**TEXT FOR ANALYSIS:**
*** Begin section ***

Sex, lies and Zoom calls

That ubiquitous post-Covid video conference is beginning to unveil a whole world of absurdities

October 24, 2020 04:00 pm | Updated 04:00 pm IST

One receives with no little dismay the news that an American gentleman by the name of Jeffrey Toobin has been suspended by TheNew Yorker magazine because he was seen masturbating on a Zoom work call. By all reports, Mr. Toobin is a serious man, a staffer of the prestigious New Yorker for 25 years and attached to CNN as a legal analyst, and one can’t help feeling that if this can happen to someone like him it could perhaps happen, if not to anyone, then certainly to a lot more people than one imagines. Not that one wants to imagine what one might call a Zoom-onanist in overly terrific detail.

The camera is watching

This incident follows an earlier one in which, during a Zoom city council meeting in Rio de Janeiro, one of the participants was overcome with the need to enjoy carnal exchange with his partner. The gent forgot (or failed) to turn off his camera and the other participants could see the frenetic activity in the far background of the frame. This being Brazil, a country more mature than others in these matters, the council chair continued the meeting while technicians were asked to cut off the feed from the erring member’s video and audio.

“I don’t believe a Zoom call is over until I hit LEAVE, quit my browser, shut down, close the laptop lid, stick my computer in a drawer and leave the room,” tweeted noted American art critic, Jerry Saltz. Given the various incidents of ‘backstage’ moments leaking into live conference mosaics it’s hard to label Mr. Saltz’s statement as paranoia; ‘due diligence’ might be a far more accurate tag for what he describes.

Among all the different compressions the pandemic is bringing to our lives — such as the melding of office and home space, the disintegration of the notion of working hours, the challenge to assumptions and needs for physical proximity previously taken for granted — the further mutation of the role the camera plays in our lives is a crucial one. The Toobin case, for example, lights up a lot of intersecting issues simultaneously.

Forbidden pleasures

Firstly, there are the much-discussed erotics of the computer screen that delivers digital slices from the rest of the world into your most private zone, your mind. The frisson of this might come from the feeling of controlling what the screen does and how it behaves, even as the Internet accidentally trips you into various rabbit holes of surprise and discovery.

On the flip side, there is the sizzle created by the reverse frame, that is, not what you can see via the computer but what the computer can see of you, specifically what the frame of the computer camera reveals of you and what it hides from the other(s), the above and below of it, the off-stage right and left of it.

Group video apps were already proliferating when they were given a turbo boost by Covid. Already we’ve had jokes about executives all dressed up for formal online meetings, suited but not booted, with all sorts of business going on below the deskline, so to speak, whether someone is in their track pants, pyjamas, briefs or whatever.

*** End section ***

**THE DATA:**
*** Begin section ***

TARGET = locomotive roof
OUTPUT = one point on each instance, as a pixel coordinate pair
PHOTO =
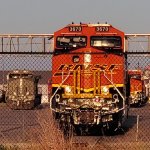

*** End section ***

Update the Zoom calls article starting at "That ubiquitous post-Covid" and ending at "overly terrific detail.", putting "video call" in place of "video conference".

**SOLUTION:**
That ubiquitous post-Covid video call is beginning to unveil a whole world of absurdities

October 24, 2020 04:00 pm | Updated 04:00 pm IST

One receives with no little dismay the news that an American gentleman by the name of Jeffrey Toobin has been suspended by TheNew Yorker magazine because he was seen masturbating on a Zoom work call. By all reports, Mr. Toobin is a serious man, a staffer of the prestigious New Yorker for 25 years and attached to CNN as a legal analyst, and one can’t help feeling that if this can happen to someone like him it could perhaps happen, if not to anyone, then certainly to a lot more people than one imagines. Not that one wants to imagine what one might call a Zoom-onanist in overly terrific detail.